Write the material out again exactly as it stands.

(A run of records)
───

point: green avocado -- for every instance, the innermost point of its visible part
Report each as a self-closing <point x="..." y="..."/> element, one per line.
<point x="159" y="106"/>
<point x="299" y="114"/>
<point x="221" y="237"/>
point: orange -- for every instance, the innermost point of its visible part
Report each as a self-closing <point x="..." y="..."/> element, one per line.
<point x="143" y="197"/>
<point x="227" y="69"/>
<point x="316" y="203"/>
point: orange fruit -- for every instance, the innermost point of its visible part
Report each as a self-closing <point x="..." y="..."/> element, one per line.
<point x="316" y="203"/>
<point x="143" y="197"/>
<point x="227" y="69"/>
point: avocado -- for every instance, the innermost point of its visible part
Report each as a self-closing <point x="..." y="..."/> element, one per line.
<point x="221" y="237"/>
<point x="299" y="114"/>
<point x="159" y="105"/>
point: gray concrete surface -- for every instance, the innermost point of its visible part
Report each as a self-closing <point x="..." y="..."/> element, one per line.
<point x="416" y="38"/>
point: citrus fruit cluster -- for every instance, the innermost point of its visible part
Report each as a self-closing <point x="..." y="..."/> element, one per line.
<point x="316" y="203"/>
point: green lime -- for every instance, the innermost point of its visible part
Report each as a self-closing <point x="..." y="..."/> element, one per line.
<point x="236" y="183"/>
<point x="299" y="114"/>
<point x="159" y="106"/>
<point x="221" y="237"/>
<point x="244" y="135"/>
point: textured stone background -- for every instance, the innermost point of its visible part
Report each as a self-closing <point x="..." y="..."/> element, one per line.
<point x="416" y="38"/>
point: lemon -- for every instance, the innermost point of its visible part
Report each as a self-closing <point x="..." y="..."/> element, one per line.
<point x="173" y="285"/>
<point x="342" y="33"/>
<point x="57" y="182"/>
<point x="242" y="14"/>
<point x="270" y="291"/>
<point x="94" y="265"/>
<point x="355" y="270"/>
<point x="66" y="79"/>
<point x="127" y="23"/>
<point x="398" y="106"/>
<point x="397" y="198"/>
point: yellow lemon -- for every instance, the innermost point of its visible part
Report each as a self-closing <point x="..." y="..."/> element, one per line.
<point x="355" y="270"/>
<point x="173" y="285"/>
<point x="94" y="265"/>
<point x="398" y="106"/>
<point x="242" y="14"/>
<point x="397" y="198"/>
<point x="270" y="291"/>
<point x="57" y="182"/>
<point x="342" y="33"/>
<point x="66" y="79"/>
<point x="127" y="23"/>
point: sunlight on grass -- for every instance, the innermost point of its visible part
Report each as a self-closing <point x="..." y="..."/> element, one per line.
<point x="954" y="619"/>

───

* **Answer for this exercise**:
point: green avocado -- for every instance, the innermost point of its visible part
Report each as a self-closing <point x="..." y="..."/> element, one per line.
<point x="159" y="106"/>
<point x="299" y="114"/>
<point x="221" y="237"/>
point: orange -- for every instance, the innermost point of its visible part
Report each as a self-closing <point x="..." y="..."/> element, one per line.
<point x="143" y="197"/>
<point x="227" y="69"/>
<point x="316" y="203"/>
point: orange fruit -- for every instance, the innermost point of its visible part
Report each as a self-closing <point x="..." y="..."/> element, one per line.
<point x="316" y="203"/>
<point x="143" y="197"/>
<point x="227" y="69"/>
point: avocado -- for every instance, the innermost point of its visible part
Report each as a self-closing <point x="..." y="..."/> element, one per line.
<point x="221" y="237"/>
<point x="299" y="114"/>
<point x="159" y="105"/>
point: gray concrete surface -- for every instance, the innermost point of its visible part
Report each as a self-closing <point x="..." y="..."/> element, one per line.
<point x="416" y="38"/>
point: citrus fruit cluster -- for every instance, the innermost point of its visible part
Report each as a self-closing <point x="..." y="..."/> element, one per line.
<point x="316" y="203"/>
point: green lime -- for every instance, the innermost point of its visible part
Report each as a self-closing <point x="..." y="..."/> element, one per line.
<point x="236" y="183"/>
<point x="299" y="114"/>
<point x="159" y="106"/>
<point x="221" y="237"/>
<point x="244" y="135"/>
point: textured stone background -- for every instance, the innermost point of its visible part
Report each as a self-closing <point x="..." y="..."/> element, one per line.
<point x="416" y="38"/>
point: lemon -- for every instance, the innermost point of its visible part
Report each as a self-closing <point x="..." y="..."/> element, one per line.
<point x="173" y="285"/>
<point x="342" y="33"/>
<point x="57" y="182"/>
<point x="242" y="14"/>
<point x="270" y="291"/>
<point x="94" y="265"/>
<point x="355" y="270"/>
<point x="66" y="79"/>
<point x="127" y="23"/>
<point x="398" y="106"/>
<point x="397" y="198"/>
point: yellow lemon -- for every instance, the innermost point of its visible part
Report each as a self-closing <point x="..." y="..."/> element, one per line.
<point x="355" y="270"/>
<point x="173" y="285"/>
<point x="94" y="265"/>
<point x="398" y="106"/>
<point x="242" y="14"/>
<point x="397" y="198"/>
<point x="270" y="291"/>
<point x="57" y="182"/>
<point x="342" y="33"/>
<point x="66" y="79"/>
<point x="127" y="23"/>
point: sunlight on grass -- for every instance, the innermost point of its visible part
Report each as a self-closing <point x="..." y="..."/> element, one per line.
<point x="954" y="619"/>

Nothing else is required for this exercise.